▶ TEXT SEGMENT:
○ ○ ○ ○ ○
And yes, my wife and I always go to bed together when she is not working nights.


----------



## Livvie (Jan 20, 2014)

I think if you spend a lot of time together, you have a great sex life, you should be able to stay up later than her on occasion without being in "trouble" about it.


----------



## hubbyintrubby (Jul 5, 2019)

If staying up late and gaming and not going to bed at the same time is happening every once in a while, it shouldn't be that big of a deal. If it's happening on a nightly basis, that might be a whole 'nother beast. My personal opinion is that going to bed together at night and falling asleep together is a huge piece of the puzzle of intimacy between a husband and wife.


----------



## Rocky Mountain Yeti (Apr 23, 2017)

We've always had a bedtime mismatch. This was evident even when we were dating. I was a night owl. She was an early riser. After about 9pm, she's has to bow out, while I'm just reaching peak alertness! We learned to manage this. It's really not that tough. When you think about it, everyone needs some alone time. I would get mine in the late eve and she would get hers in the early a.m. Win-win. 

Of course, some adaptation is necessary. If we're going out late, she would try to sneak in a midday nap and/or have some evening coffee (a little caffeine goes a long way with her). For my part, I learned to be at peace once a while going to bed early (for me), most often spooning her to sleep which also deepens my peace. She's cool with me not doing it most of the time and appreciates it when I do. I try to be in touch with those times when she's especially in need of quiet companionship and, as long as I'm there during those times, she's happy to cut me loose the rest of the time. 

We once lived adjacent to a tennis court and she would like to get up early and play before we went to work, so occasionally I would drag my bleary eyed self out of bed at 5am so we could get in a few strokes before the daily commute. And speaking of daily strokes, she was much more interested in sex in the a.m. than in the evening, so I learned to adapt there as well (although afternoon delight turned out to be the best compromise for both of us). 

Ironically things are rather reversed now. Maybe it's partly age, but I'm ready to go to bed at a more conventional hour now, and with maturity I have learned to calm my mind, so I can fall asleep easily instead of being the raging insomniac I was. So now , purely organically and not by any plan or effort, I find myself waking on my own, ready to go early in the morning. Meanwhile, menopause completely wrecked her ability to fall asleep easily or stay asleep, so she needs to sleep in to get adequate rest. Still no problem managing this.


----------



## notmyjamie (Feb 5, 2019)

Has she said why she feels this way? Maybe there is a real reason. I’d ask her and discuss it. Communication is key here. I’d also explain that you feel spending the time gaming when she’s sleeping seems like a good plan as it won’t take time away from your time together. She’s not alone in feeling like a couple should go to bed together, I know many women who feel the same.


----------



## jorgegene (May 26, 2012)

I go to bed around 8:00 to 8:30. I get up super early around 3:30 -4:00. My wife goes to bed around 1:30 -2:30.
There have even been times when I'm getting up and she's going to bed.

Me and her are compatible in most things and especially the important things but as far as bedtime, we are like night and day, literally. I knew she was a night owl when we were dating, cause I would get kissy faces by text late into the night.

It's a relatively minor annoyance. When she goes to bed she makes sure to grab me and spoon.
Although I'm not that crazy about it, I let it go. We've been married 6+ years and were still tight as a tick.

Beware of someone who makes a bigger deal about it then it is.


----------



## OnTheFly (Mar 12, 2015)

Hoosier said:


> ....questioning why I stayed up, etc.
○ ○ ○ ○ ○
▶ PROVIDED INFORMATION:
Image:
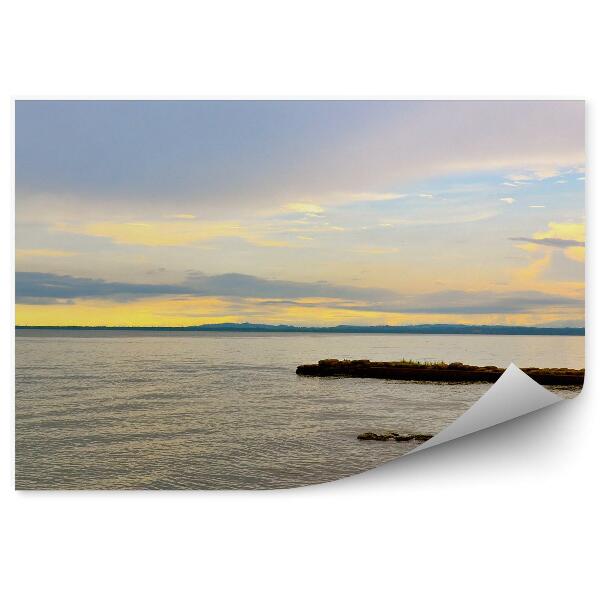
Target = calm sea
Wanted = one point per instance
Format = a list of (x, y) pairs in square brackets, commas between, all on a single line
[(199, 410)]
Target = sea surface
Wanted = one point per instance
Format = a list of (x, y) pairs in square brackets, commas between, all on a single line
[(203, 410)]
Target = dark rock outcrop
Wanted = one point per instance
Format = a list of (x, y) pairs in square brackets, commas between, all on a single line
[(413, 371), (393, 435)]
○ ○ ○ ○ ○
▶ PROBLEM 1: In the forum thread about couples' bedtimes, around what time does jorgegene say he gets up?
▶ PROBLEM 2: Pick up the forum thread about couples' bedtimes after its last line and keep it going.

▶ EXPECTED OUTPUT 1: Around 3:30 to 4:00.

▶ EXPECTED OUTPUT 2:
Is the mere fact you are gaming not an adequate answer?

If you say you are up gaming, does she not believe this?

Is she accusing you of something else?


----------



## Mr.Married (Feb 21, 2018)

Because she feels like your games are more important to you than she is.

Play games OR be in bed with my wife?

No contest.


----------



## wilson (Nov 5, 2012)

One issue I see is that you're staying up gaming, which is a very engaging activity. It's different than being a night owl who would not be able to sleep. If you were instead doing something more relaxing like reading or watching TV, I think she would be more understanding that you just have trouble going to sleep at an early time. But gaming is likely keeping you awake. So there's two factors she could be upset about. One is that you're not going to bed at the same time. But the other is that you are actively engaging in an activity which inhibits you going to bed at the same time. It probably feels more like a conscious choice you are making. You are picking gaming over her.

As to going to bed at the same time, for me it is very important. I strongly support your wife's position that spouses should generally go to bed at the same time. Sure things may come up from time to time, but the vast majority of the time should be together. If both people are okay with irregular schedules, that's fine, but if one person wants it then it will likely cause conflicts if it's not resolved. I would classify it in the same category as intimacy. That is, if there is an unresolved mismatch, then likely it will be the source of many ongoing conflicts.


----------



## 20yr (Apr 19, 2019)

Is she a light sleeper? I know that if someone were to get in bed after I was asleep, I would wake up and have trouble getting back to sleep. That would make me very grumpy the next day!


----------



## Casual Observer (Sep 13, 2012)

Looking back on things, I can see where our separate bed times was, over the years, a huge thing that helped to reinforce the two of us leading largely separate lives. It never seemed wrong at the time, but it created individual habits that really shot intimacy to hell. Not just talking sex, but worse... the groundwork that creates the type of intimacy that makes sex something worthwhile for both, nearly all the time, not because both enjoy the act more, but because each understands the other feels better when...

It took years and a major crisis to break my wife's habit of having to watch the weather, twice, on the 10 o'clock news. 10:15 and 10:47pm. And by the time the latter one rolled through, she'd be very tired. I was losing prime-time bed-time to the weatherman. And if not that, to games on her ipad. 

It started early on, when she had a job that had her coming home late at night, on an irregular basis. I'd get my own routines established while waiting for her, but she'd be too tired for anything by the time she got home. Intimacy became dictated by her work schedule, which would change from week to week. NONE of this seemed like a big issue at the time.

When she left the work force, her nightly ritual became almost reactive. She wanted to take control and do things her way. I, on the other hand, had my own irregular work hours caused by owning a retail business and having to work on stuff sometimes late at night. There was lots of "duty sex" where I'd be allowed to come in after the weather. But, we would very rarely go to bed together. She went in earlier. I'd go the post-weatherman thing, then have to get back to do more work on the computer.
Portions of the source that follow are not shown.